SOURCE EXTRACT:
▼

The author’s rich concoction of orcs, elves and wizardry has had a profound influence on a great many fantasy writers, leading to a whole heap of slightly bland prefabricated universes across literature, film and games.

Catacombs follows this trend, setting you up as a brave warrior (or archer, or mage) in a familiar fantasy dungeon crawl. But Tolkien isn't the only influence at play here; InMotion’s game features a fairly distinctive blend of classic hack ‘n’ slash design and modern twin-stick shooter mechanics.

Straight in the (Helm’s) deep end

Of course, one of the advantages of setting games in a familiar universe is that there's no time wasted setting the scene or telling you what to do. Which is a good thing since Catacombs does neither.

After selecting your warrior, you’re thrown right into the fray without so much as a clue as to the purpose of your mission. You just set off through the dank, twisting levels instinctively using the left virtual analogue stick.

When the first skeleton sets upon you, your reflex reaction will be to clobber it – this time by using the right virtual analogue stick to lob a never ending supply of axes, arrows or energy bolts towards your foe.

While we’re all for getting to the meat of the action, this transition feels a little too sudden for its own good. The game does a decent job of creating atmosphere with some moody music and suitably grim top-down visuals, but a line or two of explanation wouldn’t have gone amiss.

▲

RECORDS SHOWN:
▼

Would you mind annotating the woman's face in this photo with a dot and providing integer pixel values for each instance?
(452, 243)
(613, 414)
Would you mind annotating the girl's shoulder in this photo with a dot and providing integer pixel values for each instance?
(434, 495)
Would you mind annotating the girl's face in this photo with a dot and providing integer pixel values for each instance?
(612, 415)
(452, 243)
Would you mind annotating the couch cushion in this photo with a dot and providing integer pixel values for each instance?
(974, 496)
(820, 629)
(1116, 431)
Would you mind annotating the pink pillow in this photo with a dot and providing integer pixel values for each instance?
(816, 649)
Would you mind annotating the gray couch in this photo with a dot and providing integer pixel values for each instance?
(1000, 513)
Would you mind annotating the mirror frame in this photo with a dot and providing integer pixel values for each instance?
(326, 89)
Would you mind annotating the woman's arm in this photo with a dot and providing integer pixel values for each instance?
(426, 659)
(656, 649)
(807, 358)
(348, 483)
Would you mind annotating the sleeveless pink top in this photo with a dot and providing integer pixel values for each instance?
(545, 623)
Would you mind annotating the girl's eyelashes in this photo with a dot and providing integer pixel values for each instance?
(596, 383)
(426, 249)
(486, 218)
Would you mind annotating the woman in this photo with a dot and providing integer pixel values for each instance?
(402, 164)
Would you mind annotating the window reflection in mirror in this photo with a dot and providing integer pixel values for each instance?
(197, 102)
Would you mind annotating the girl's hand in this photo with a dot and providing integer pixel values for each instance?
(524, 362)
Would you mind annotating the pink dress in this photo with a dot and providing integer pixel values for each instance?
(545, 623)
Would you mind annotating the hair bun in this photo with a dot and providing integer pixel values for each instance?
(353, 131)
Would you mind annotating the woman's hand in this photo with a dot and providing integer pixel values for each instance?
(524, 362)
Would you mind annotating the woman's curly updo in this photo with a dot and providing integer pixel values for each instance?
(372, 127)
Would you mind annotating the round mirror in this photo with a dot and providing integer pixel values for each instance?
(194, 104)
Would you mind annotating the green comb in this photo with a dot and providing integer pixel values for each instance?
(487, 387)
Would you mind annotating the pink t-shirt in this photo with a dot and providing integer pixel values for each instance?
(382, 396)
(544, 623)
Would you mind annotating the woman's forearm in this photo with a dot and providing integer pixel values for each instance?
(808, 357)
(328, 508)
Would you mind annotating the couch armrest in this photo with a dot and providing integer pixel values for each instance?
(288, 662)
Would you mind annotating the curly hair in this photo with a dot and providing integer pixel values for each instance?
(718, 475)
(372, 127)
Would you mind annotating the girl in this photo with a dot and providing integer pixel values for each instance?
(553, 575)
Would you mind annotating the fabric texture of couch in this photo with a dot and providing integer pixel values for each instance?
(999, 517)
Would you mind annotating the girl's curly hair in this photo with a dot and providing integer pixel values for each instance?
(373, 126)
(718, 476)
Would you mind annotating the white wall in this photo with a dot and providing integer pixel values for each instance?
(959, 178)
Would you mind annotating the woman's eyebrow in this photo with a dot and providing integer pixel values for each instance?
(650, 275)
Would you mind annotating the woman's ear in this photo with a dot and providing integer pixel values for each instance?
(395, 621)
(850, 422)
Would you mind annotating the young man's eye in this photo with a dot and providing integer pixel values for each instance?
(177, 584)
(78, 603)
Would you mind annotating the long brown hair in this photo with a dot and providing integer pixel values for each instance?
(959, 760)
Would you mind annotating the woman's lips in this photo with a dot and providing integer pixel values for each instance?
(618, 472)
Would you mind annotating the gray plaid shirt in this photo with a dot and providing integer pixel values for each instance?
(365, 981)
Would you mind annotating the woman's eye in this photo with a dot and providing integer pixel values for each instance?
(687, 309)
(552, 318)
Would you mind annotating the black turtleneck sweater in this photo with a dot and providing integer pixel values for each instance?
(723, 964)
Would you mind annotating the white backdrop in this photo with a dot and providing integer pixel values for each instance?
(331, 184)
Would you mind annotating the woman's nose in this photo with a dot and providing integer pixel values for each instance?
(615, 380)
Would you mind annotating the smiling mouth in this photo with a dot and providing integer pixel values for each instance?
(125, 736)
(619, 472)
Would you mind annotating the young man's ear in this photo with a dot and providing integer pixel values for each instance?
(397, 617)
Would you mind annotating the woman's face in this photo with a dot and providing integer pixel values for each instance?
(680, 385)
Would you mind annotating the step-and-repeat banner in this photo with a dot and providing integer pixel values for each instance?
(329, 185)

▲

AIM: Retype the Catacombs review from "Of course, one" to "virtual analogue stick.". The records come from a different source than the Catacombs review.

EXERCISE RESPONSE:
Of course, one of the advantages of setting games in a familiar universe is that there's no time wasted setting the scene or telling you what to do. Which is a good thing since Catacombs does neither.

After selecting your warrior, you’re thrown right into the fray without so much as a clue as to the purpose of your mission. You just set off through the dank, twisting levels instinctively using the left virtual analogue stick.